REQUIREMENT 1 ▸
Set down the passage of the EM API client page starting at "Key Features" and ending at "(username and password)", copied word for word.

EM API Python Client Implementation

Overview

The em-api-interface.py script exemplifies how to create a client wrapper for the EM API specifications. It can be found under the examples/em-api/ folder, with all the necessary support files for running the examples.

This Python client provides a simple interface for interacting with the CG2 EM API. It handles authentication, file operations, Docker image management, and DPhi Pod execution through a set of helper functions that abstract the underlying REST API calls.

Key Features

• Automatic authentication with token management and refresh
• File operations: uplink, downlink, list, and delete files
• Docker image management: build from Dockerfile, load from tarball, and list available images
• Pod execution: run containers on FPGA, GPU, or MPU nodes with scheduling support
• Storage model support: full integration with pod-name-to-volume mapping

Prerequisites

• Python 3.x
• requests library (pip install requests)
• EM Access credentials (username and password)

Understanding the Storage Model

Before diving into examples, it's important to understand how storage works:

• Each pod_name corresponds to a unique persistent volume
• Using an existing pod_name → reuses the same volume and files
• Using a new pod_name → creates a new, empty volume
• Omitting pod_name → uses your default volume
• Files in one pod's volume are NOT visible to other pods

This applies to all operations: file uplink/downlink, Docker builds, and pod runs.

Examples

The script includes three comprehensive examples demonstrating different aspects of the API:

1. Simple Operations (example_simple_operations)

This example demonstrates the basic workflow for working with files and running pods:

What it does:

• Lists files in the default volume
• Uplinks a Dockerfile and shell script to a specific directory
• Builds a Docker image from the uploaded files
• Runs the image on the default FPGA node
• Runs the same image on GPU with a custom command
• Schedules a pod to run at a specific future time
• Downlinks generated output files
• Cleans up by deleting uploaded and generated files

Key concepts:

• Basic file operations (uplink, list, downlink, delete)

GIVEN DATA ▸
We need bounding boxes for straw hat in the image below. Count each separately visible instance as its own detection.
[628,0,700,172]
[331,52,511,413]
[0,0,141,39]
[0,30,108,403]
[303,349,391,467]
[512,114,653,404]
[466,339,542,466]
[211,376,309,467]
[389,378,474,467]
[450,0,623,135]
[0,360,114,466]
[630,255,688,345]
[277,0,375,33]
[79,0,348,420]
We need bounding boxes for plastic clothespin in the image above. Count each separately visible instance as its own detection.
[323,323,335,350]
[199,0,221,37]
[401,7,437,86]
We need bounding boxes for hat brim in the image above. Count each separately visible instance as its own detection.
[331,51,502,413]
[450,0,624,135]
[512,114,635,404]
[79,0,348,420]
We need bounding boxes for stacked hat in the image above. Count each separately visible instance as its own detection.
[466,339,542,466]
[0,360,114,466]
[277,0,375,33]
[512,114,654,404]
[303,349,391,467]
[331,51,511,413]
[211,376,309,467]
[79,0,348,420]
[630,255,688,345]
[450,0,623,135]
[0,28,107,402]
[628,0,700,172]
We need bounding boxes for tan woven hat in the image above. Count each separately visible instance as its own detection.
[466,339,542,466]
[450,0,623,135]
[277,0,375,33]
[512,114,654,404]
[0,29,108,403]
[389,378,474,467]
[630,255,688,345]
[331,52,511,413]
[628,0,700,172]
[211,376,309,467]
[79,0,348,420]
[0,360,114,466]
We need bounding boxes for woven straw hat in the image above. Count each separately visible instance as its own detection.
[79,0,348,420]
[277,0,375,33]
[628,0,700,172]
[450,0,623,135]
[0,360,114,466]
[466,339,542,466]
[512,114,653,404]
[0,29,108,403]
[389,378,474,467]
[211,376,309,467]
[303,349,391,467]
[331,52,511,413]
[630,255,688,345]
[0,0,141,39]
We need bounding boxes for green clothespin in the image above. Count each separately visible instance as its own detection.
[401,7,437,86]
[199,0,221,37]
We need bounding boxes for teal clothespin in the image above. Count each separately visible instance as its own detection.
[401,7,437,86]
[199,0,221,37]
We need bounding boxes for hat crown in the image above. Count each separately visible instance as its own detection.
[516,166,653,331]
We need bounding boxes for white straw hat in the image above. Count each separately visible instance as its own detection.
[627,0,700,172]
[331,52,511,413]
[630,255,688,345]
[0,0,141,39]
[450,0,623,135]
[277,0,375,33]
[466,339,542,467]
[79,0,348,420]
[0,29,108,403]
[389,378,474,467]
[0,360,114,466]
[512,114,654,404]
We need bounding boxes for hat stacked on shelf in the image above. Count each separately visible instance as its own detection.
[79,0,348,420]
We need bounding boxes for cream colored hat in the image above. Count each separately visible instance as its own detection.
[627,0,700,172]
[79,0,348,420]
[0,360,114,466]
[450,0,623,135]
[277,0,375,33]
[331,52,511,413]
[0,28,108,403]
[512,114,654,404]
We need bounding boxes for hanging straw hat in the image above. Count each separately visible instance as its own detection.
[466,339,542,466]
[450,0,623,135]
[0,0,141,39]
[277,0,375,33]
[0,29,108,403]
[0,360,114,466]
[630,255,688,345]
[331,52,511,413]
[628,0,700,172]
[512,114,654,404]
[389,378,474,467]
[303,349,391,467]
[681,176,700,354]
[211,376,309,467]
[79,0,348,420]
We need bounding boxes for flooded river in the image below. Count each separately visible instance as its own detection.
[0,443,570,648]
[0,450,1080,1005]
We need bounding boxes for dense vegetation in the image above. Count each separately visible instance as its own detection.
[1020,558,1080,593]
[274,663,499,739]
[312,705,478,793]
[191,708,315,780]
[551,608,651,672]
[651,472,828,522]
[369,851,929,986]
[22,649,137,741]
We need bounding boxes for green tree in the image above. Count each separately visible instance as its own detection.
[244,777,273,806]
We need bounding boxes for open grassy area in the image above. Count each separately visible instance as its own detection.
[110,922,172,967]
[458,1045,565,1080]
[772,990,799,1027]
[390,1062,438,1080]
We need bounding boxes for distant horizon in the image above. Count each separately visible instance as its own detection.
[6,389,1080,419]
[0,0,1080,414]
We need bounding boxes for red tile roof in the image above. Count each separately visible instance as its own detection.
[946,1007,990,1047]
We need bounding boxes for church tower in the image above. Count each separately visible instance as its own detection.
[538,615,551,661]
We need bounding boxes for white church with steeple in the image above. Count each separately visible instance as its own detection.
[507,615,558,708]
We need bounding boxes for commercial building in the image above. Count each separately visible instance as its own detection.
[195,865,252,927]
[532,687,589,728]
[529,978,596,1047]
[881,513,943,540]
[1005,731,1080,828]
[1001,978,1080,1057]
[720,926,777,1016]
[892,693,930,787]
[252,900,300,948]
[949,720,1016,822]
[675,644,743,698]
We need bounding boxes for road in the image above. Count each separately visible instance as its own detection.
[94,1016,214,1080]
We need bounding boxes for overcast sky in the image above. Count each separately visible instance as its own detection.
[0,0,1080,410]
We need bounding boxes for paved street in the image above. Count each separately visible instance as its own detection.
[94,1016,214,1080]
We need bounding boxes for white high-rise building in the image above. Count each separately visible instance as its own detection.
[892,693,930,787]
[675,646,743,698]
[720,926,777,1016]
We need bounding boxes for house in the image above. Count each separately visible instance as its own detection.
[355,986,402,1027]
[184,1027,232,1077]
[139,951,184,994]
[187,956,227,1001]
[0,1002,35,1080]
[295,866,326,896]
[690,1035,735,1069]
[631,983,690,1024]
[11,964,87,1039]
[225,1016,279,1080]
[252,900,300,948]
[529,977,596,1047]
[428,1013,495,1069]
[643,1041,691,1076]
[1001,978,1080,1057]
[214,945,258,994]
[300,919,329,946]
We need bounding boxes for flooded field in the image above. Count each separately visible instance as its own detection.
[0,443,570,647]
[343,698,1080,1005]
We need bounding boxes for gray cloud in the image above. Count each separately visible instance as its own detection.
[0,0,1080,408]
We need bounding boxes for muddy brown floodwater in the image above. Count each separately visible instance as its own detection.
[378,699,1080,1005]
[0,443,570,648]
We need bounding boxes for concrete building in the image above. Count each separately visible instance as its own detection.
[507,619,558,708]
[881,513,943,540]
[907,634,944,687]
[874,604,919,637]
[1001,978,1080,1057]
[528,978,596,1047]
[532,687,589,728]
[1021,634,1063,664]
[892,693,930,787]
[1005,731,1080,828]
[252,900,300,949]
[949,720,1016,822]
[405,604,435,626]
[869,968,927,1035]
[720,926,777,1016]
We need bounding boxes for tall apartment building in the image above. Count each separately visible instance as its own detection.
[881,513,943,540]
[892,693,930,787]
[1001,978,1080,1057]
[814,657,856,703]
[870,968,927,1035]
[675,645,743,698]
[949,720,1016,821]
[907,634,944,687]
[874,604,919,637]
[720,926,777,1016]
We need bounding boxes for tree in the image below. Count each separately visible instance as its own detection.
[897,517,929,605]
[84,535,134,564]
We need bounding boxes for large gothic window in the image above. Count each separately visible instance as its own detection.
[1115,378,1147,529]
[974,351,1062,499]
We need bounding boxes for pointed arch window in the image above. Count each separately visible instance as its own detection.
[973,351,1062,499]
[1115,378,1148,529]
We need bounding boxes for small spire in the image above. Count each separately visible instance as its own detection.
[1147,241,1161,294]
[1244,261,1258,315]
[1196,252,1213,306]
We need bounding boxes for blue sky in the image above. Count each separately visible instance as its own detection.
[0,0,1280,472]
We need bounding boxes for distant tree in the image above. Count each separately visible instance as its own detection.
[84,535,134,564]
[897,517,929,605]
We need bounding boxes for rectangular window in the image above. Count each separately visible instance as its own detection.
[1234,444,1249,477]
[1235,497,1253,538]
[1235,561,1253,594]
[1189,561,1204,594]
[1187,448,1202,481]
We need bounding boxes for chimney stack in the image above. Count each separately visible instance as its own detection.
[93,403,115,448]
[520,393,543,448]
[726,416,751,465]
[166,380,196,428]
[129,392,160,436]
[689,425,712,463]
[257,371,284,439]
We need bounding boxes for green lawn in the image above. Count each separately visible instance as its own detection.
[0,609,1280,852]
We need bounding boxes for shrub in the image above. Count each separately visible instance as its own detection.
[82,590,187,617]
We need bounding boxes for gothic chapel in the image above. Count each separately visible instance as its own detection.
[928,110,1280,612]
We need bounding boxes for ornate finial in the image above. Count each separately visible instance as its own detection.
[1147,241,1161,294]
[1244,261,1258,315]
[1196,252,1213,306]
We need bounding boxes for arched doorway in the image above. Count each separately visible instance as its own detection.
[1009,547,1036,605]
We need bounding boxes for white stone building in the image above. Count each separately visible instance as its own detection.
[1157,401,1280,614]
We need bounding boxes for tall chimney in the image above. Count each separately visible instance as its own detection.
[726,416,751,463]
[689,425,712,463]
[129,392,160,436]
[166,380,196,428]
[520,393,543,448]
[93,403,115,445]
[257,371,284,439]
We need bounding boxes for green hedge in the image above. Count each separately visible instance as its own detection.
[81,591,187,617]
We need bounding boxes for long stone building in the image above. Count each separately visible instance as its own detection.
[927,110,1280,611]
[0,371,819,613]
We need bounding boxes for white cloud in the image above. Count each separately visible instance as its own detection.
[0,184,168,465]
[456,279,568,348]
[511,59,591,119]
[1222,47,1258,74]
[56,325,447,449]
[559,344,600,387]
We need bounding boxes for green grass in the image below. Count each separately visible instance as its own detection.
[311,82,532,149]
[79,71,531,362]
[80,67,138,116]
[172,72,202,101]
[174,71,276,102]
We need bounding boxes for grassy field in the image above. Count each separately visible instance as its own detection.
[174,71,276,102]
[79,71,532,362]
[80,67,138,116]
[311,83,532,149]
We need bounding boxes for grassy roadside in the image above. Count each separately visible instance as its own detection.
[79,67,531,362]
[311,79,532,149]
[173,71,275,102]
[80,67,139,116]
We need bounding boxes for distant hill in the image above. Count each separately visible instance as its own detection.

REQUIREMENT 2 ▸
Return every line of the records that contains the word "straw".

ANSWER 1 ▸
Key Features

• Automatic authentication with token management and refresh
• File operations: uplink, downlink, list, and delete files
• Docker image management: build from Dockerfile, load from tarball, and list available images
• Pod execution: run containers on FPGA, GPU, or MPU nodes with scheduling support
• Storage model support: full integration with pod-name-to-volume mapping

Prerequisites

• Python 3.x
• requests library (pip install requests)
• EM Access credentials (username and password)

ANSWER 2 ▸
We need bounding boxes for straw hat in the image below. Count each separately visible instance as its own detection.
We need bounding boxes for woven straw hat in the image above. Count each separately visible instance as its own detection.
We need bounding boxes for white straw hat in the image above. Count each separately visible instance as its own detection.
We need bounding boxes for hanging straw hat in the image above. Count each separately visible instance as its own detection.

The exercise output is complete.